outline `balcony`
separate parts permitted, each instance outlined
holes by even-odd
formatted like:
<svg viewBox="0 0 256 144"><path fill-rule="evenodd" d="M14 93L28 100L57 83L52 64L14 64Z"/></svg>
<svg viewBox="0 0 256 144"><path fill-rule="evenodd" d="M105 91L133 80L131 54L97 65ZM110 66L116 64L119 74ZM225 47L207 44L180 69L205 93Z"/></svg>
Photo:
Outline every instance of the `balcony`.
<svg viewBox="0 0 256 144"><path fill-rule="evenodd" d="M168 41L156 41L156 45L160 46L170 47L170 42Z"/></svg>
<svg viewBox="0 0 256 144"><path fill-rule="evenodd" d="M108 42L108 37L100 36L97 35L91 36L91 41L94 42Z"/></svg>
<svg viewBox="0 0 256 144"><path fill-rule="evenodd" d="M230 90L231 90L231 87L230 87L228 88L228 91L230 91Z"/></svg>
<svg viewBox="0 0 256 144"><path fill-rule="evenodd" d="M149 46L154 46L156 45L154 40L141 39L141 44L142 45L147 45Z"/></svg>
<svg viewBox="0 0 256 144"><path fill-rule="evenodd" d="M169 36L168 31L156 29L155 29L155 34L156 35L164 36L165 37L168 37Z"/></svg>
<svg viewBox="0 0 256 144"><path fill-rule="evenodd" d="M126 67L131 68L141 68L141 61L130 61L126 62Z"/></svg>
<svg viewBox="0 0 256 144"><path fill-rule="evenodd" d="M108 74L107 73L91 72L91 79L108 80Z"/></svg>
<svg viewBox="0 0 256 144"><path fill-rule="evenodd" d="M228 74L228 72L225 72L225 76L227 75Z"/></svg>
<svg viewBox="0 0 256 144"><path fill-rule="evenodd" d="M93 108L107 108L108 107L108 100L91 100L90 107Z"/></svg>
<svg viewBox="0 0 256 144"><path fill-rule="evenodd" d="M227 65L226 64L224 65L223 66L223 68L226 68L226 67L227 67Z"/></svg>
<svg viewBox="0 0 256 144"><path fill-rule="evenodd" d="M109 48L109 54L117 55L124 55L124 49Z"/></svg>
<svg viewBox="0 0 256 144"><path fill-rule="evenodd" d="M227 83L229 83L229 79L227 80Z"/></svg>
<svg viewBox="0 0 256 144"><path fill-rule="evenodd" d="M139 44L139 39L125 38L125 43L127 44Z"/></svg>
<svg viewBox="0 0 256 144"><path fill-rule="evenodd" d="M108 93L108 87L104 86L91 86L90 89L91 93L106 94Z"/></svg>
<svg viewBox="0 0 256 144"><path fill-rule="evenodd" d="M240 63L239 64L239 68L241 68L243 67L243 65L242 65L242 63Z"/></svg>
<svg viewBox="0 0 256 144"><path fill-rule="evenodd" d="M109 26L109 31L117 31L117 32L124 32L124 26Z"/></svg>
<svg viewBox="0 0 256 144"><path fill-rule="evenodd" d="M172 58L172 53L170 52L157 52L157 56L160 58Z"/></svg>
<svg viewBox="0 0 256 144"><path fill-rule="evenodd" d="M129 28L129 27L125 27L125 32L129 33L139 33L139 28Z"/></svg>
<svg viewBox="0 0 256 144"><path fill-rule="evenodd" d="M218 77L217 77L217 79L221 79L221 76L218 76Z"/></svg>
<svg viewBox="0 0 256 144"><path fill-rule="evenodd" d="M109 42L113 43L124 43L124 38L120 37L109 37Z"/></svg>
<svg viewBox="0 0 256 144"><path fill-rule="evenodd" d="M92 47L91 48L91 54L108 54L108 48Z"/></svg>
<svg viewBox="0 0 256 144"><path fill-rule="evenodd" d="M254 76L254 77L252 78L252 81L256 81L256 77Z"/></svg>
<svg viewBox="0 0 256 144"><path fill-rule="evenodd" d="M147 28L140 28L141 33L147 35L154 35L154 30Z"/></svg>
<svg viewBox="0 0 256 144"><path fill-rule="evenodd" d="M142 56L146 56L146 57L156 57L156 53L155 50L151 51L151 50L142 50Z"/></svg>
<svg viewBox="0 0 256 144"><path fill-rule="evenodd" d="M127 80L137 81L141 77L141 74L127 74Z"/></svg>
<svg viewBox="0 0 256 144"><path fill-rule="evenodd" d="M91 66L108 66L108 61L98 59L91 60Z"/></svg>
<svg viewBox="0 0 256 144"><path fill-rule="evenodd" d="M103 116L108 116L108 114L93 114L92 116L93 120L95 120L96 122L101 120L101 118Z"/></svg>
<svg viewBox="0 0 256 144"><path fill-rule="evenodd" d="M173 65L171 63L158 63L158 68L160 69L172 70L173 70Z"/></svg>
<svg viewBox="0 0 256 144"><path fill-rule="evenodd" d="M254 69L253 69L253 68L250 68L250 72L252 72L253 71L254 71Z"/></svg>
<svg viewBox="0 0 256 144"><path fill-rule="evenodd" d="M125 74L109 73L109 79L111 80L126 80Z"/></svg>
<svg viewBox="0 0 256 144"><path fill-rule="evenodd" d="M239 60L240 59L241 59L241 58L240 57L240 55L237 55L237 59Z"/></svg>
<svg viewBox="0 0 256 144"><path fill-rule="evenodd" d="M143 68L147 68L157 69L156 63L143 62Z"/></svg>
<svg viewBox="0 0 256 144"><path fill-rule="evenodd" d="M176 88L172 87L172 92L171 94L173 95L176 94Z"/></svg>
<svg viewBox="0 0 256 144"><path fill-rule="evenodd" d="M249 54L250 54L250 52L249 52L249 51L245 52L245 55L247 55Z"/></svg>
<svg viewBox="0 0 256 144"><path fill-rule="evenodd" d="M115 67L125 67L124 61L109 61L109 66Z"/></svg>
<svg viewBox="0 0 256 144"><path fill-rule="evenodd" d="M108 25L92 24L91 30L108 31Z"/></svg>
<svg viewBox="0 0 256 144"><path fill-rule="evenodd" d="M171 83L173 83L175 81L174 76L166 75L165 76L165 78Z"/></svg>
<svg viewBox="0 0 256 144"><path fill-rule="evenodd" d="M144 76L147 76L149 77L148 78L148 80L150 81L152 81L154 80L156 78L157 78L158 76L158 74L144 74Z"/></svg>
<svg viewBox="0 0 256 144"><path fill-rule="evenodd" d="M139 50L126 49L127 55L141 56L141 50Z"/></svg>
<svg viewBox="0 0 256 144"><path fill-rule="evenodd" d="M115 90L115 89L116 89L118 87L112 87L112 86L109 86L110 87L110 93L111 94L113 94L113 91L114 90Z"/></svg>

-*-

▶ _What you should do_: Please convert the data above, starting at the beginning and ending at the line that contains "74L228 72L225 72L225", into a Markdown table with the columns Row and Text, leaving out blank lines.

▶ _Response_:
| Row | Text |
|---|---|
| 1 | outline `balcony` |
| 2 | separate parts permitted, each instance outlined |
| 3 | holes by even-odd |
| 4 | formatted like: |
| 5 | <svg viewBox="0 0 256 144"><path fill-rule="evenodd" d="M14 93L28 100L57 83L52 64L14 64Z"/></svg> |
| 6 | <svg viewBox="0 0 256 144"><path fill-rule="evenodd" d="M105 91L133 80L131 54L97 65ZM110 66L116 64L119 74ZM225 47L207 44L180 69L205 93Z"/></svg> |
| 7 | Photo: |
| 8 | Outline every instance of the `balcony`. |
| 9 | <svg viewBox="0 0 256 144"><path fill-rule="evenodd" d="M168 41L156 41L156 45L160 46L170 47L170 42Z"/></svg> |
| 10 | <svg viewBox="0 0 256 144"><path fill-rule="evenodd" d="M108 42L108 37L100 36L97 35L91 36L91 41L94 42Z"/></svg> |
| 11 | <svg viewBox="0 0 256 144"><path fill-rule="evenodd" d="M230 90L231 90L231 87L230 87L228 88L228 91L230 91Z"/></svg> |
| 12 | <svg viewBox="0 0 256 144"><path fill-rule="evenodd" d="M149 46L154 46L156 45L154 40L141 39L141 44L142 45L147 45Z"/></svg> |
| 13 | <svg viewBox="0 0 256 144"><path fill-rule="evenodd" d="M169 36L168 31L156 29L155 29L155 34L156 35L164 36L165 37L168 37Z"/></svg> |
| 14 | <svg viewBox="0 0 256 144"><path fill-rule="evenodd" d="M126 67L131 68L141 68L141 61L130 61L126 62Z"/></svg> |
| 15 | <svg viewBox="0 0 256 144"><path fill-rule="evenodd" d="M108 74L107 73L91 72L91 79L108 80Z"/></svg> |
| 16 | <svg viewBox="0 0 256 144"><path fill-rule="evenodd" d="M228 74L228 72L225 72L225 76L227 75Z"/></svg> |